• _WHAT THE TASK ASKS_: Could you transcribe all of the data word for word?

• _EXTRACTED MATERIAL_:
Content starts

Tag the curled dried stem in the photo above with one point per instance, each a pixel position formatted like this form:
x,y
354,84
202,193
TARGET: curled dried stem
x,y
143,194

Content ends

• _COMPLETED EXERCISE_:
Tag the curled dried stem in the photo above with one point per instance, each a pixel position formatted like this form:
x,y
354,84
202,193
TARGET: curled dried stem
x,y
143,194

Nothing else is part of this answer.